■ **Written instruction A**
In the interview below, in what year did Russia try to build a dam and annex the island of Tuzla?

■ **Given passage**
====

I.D.: – Indeed, retrospectively, certain things are more noticeable, things to which we could not pay due attention or fully understand. But the world found itself in such a situation, and Ukraine became the object of Russian aggression. You said this happened with Xi Jinping’s permission. Was this the only reason why Putin dared to attack? Just because he sought revenge? Because the West had lost its sense of threat?
V.H.: – From the very beginning of Putin’s coming to power, I had some concerns, and here it’s impossible not to mention the Second Chechen War, the complete bombing of the Chechen capital, and then the explosions in Volgodonsk, in Moscow, and then the theater hostage situation in Moscow and all subsequent events. This set the tone for a very serious attitude toward the person who took the helm in Russia at that time.
Next, everyone seems to tie the open declaration of Russia’s aggressive intentions to 2007, to Putin’s speech at the Munich conference, where he said that the greatest tragedy of the 20th century was the collapse of the Soviet Union. But I would shift the timeline slightly to 2003, when Russia attempted to build a dam and annex our island Tuzla near Crimea to its territory. On that day, President Kuchma was heading to Brazil with a visit, where we had serious plans regarding a range for joint missile programs, and I was accompanying Leonid Danylovych.
Initially, Russia’s actions seemed like a joke, but the unfolding events showed that it was a serious threat to Ukraine as a state, primarily because of Crimea. I can say that Leonid Danilovych tried several times to contact Putin by phone, but in vain, he couldn’t get through to Mr. Putin. Kuchma decided to return; he flew to Simferopol and then by helicopter to Kerch. He then gave the appropriate commands, after which this, I would say, “peaceful attack” on our Tuzla Island ceased.
I.D.: – Let’s return to the major events that change the course of history. After World War I, the League of Nations was created, and after World War II, the United Nations emerged. The beginning of the Cold War was marked by the creation of NATO by Western countries. Then there was détente, and the OSCE was formed. The end of the Cold War was marked by the dissolution of the Soviet Union and the disappearance of the Warsaw Pact. Then there was NATO expansion, EU expansion, and the transformation of the EU into a supranational organization. What will be the next step? How will this war end? Will there be institutional signs that a new stage is coming?
V.G.: – What is happening today could not have been seen before, especially in Europe. Practically all European countries began to feel, I would say, the chill that came with the start of the Russian-Ukrainian war. Suddenly, European countries, especially northern countries and those of the former socialist bloc, felt that the possibility of war was at their borders. This could not help but be concerning as a geographical factor. But there was also a political effect; it was essentially a violation of all the agreements between the Soviet Union and the United States when the confrontation between the two blocs ended, and even to some extent, the temperature of the nuclear arms race decreased.
And suddenly – open military aggression that put the whole world on alert. And everyone suddenly began to feel that the United Nations was no longer completely the organization that could stop everything.
I.D.: – So this happened, as is always the case in history, for a sum of reasons. The question is – what next? You said that no one can now predict when this war might end. Moreover, you said: “Russia can only be defeated with asymmetric actions. This is not guerrilla warfare, not chaos, it is finding the enemy’s weak spots and striking there.” You also stated that Russia and Putin have two objectives: “…the first is the destruction of the Ukrainian state and its statehood, the second is the return of Russia’s global political leadership in the world. The first goal is intermediate, the second is strategic. However, achieving the second without the first is impossible.” And these goals have not changed in the four years of war, as in your book, nor in the four years and several months as it is now. The conclusion suggests itself: as long as Russia exists in its current form, there will be a threat to Ukraine. Is that so?

====

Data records
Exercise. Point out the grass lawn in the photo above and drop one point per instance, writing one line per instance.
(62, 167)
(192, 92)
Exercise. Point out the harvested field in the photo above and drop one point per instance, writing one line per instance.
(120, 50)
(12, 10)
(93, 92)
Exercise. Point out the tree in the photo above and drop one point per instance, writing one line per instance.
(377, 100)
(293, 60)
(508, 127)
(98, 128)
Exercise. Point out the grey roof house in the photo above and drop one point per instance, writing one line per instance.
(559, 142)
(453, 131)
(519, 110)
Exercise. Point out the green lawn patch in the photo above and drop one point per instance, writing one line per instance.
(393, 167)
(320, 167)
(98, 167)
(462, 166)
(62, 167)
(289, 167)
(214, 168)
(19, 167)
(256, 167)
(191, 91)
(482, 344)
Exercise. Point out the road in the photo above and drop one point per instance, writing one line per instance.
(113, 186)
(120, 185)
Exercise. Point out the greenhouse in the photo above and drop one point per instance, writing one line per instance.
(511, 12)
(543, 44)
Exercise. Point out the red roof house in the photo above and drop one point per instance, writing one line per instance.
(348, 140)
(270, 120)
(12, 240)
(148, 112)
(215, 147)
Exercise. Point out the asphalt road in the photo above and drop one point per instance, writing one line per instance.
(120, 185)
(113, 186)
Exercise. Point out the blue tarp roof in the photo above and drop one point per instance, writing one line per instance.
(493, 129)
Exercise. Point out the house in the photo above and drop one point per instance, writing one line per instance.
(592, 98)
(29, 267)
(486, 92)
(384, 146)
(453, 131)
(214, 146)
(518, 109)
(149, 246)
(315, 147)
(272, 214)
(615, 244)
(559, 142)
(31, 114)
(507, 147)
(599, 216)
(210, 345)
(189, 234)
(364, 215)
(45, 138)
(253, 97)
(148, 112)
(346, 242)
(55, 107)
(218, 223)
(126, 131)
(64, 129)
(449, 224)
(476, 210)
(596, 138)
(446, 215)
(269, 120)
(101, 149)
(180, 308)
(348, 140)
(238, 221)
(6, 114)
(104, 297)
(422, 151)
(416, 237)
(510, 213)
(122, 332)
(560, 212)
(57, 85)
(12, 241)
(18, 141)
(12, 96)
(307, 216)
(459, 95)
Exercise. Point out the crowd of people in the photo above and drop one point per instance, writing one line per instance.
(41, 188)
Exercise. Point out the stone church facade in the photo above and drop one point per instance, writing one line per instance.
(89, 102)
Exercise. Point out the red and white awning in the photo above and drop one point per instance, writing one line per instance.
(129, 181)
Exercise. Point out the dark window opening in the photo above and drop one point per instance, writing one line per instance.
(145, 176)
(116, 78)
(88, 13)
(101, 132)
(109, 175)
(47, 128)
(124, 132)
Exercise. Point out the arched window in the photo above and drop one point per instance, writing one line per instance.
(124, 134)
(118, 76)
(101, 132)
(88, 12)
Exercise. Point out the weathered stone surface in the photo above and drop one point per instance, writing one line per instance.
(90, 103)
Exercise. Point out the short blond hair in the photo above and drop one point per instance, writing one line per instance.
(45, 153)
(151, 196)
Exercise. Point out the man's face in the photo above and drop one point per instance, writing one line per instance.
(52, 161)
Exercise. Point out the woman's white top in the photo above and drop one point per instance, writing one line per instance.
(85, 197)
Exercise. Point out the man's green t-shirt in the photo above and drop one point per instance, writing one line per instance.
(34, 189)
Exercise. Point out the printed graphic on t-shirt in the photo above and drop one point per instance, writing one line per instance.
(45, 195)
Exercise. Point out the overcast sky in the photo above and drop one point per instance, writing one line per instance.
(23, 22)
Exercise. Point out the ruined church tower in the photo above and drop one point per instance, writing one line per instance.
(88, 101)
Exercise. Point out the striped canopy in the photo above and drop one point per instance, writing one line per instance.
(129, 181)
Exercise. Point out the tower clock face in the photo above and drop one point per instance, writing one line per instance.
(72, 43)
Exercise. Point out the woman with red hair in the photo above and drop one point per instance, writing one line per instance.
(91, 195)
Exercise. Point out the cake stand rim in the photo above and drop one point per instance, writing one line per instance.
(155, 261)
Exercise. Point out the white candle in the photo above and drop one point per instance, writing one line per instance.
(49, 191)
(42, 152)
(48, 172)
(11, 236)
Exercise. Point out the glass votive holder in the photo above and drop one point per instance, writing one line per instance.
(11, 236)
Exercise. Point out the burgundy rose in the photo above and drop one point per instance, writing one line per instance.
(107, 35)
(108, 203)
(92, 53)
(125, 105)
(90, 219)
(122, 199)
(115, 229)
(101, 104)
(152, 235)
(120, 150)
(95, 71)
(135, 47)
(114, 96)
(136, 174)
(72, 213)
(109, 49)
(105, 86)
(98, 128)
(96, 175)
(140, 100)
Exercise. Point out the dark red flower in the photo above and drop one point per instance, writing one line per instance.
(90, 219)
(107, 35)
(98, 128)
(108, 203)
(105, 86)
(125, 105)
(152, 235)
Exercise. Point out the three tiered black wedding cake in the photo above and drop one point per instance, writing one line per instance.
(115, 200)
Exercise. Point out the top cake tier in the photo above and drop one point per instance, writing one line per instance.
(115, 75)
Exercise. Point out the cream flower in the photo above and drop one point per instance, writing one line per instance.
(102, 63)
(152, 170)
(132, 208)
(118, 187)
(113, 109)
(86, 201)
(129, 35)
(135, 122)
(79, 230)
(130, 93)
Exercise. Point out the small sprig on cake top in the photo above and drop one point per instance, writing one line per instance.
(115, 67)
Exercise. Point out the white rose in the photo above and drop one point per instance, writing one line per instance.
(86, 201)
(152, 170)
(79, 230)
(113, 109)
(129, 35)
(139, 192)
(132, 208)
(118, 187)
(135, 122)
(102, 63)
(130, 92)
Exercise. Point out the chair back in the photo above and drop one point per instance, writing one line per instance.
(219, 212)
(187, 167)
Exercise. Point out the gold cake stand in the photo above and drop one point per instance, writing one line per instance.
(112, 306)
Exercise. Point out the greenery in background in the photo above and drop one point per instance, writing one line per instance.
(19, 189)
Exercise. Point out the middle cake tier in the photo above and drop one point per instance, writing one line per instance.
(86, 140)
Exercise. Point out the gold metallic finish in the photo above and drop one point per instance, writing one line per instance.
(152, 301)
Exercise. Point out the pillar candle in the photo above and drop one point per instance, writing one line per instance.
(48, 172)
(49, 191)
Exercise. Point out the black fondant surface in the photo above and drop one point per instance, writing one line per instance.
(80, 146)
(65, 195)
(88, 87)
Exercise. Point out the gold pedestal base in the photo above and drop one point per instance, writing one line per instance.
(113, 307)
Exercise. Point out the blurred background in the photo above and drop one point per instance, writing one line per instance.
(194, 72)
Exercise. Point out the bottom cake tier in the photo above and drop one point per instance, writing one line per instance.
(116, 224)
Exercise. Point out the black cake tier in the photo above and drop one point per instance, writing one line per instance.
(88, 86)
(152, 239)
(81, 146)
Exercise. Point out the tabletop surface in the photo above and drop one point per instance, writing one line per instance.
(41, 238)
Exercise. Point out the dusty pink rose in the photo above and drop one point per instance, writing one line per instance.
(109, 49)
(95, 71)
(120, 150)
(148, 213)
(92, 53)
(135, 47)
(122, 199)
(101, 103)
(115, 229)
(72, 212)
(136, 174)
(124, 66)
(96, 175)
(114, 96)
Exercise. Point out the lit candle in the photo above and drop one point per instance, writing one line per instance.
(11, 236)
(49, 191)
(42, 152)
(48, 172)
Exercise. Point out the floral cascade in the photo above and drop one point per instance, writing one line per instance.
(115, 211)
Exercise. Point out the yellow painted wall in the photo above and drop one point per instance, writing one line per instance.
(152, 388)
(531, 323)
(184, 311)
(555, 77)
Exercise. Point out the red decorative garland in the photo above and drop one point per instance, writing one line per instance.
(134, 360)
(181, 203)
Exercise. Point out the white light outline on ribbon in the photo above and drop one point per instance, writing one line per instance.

====

■ **Written instruction B**
How many lines of the rows above contain the string "gold"? Case counts. Reply with the number only.

■ **Task result A**
2003

■ **Task result B**
3